**ABOUT THIS EXERCISE**. Search the data for the word "bare" and copy every line that contains it.
▼▼▼
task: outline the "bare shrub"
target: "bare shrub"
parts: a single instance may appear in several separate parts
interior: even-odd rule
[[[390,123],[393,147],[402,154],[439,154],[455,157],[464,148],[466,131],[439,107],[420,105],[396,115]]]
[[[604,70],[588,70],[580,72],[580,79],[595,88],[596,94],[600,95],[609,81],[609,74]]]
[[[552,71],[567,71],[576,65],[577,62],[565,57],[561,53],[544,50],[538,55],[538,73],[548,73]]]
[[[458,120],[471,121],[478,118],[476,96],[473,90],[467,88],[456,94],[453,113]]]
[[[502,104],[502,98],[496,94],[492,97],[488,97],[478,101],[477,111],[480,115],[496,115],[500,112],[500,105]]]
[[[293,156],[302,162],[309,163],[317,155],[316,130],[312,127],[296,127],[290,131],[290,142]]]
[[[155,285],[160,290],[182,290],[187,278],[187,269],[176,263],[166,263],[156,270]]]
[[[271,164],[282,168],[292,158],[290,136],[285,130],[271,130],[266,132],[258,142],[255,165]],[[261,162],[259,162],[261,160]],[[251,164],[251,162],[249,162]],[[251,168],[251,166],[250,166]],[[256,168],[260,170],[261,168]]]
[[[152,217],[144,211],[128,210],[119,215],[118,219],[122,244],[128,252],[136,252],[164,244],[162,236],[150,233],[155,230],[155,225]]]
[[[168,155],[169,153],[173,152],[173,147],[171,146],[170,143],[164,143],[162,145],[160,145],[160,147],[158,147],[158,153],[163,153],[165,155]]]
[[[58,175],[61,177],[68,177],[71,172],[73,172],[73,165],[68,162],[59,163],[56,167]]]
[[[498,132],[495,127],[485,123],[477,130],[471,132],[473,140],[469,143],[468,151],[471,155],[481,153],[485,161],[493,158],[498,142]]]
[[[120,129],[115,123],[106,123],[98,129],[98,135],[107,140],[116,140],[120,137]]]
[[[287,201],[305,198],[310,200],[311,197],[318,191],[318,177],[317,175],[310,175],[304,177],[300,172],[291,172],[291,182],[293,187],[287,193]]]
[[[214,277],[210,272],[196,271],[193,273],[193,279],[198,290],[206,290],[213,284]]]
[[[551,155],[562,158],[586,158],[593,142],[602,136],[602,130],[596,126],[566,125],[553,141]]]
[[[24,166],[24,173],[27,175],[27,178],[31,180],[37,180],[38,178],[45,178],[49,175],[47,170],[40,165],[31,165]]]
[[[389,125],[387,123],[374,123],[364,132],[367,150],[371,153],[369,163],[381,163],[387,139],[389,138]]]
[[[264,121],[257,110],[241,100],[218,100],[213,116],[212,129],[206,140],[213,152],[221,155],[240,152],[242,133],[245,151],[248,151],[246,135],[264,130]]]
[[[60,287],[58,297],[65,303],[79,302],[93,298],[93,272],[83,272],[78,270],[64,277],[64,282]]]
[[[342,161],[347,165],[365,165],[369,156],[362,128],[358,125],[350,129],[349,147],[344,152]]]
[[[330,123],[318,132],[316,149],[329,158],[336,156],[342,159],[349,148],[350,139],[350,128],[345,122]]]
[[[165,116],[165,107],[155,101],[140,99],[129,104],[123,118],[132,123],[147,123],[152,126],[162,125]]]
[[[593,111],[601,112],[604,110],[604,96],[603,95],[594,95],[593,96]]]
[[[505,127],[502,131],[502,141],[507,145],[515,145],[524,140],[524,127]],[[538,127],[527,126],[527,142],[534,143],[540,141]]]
▲▲▲
**RESULT OF THE TASK**.
task: outline the "bare shrub"
target: "bare shrub"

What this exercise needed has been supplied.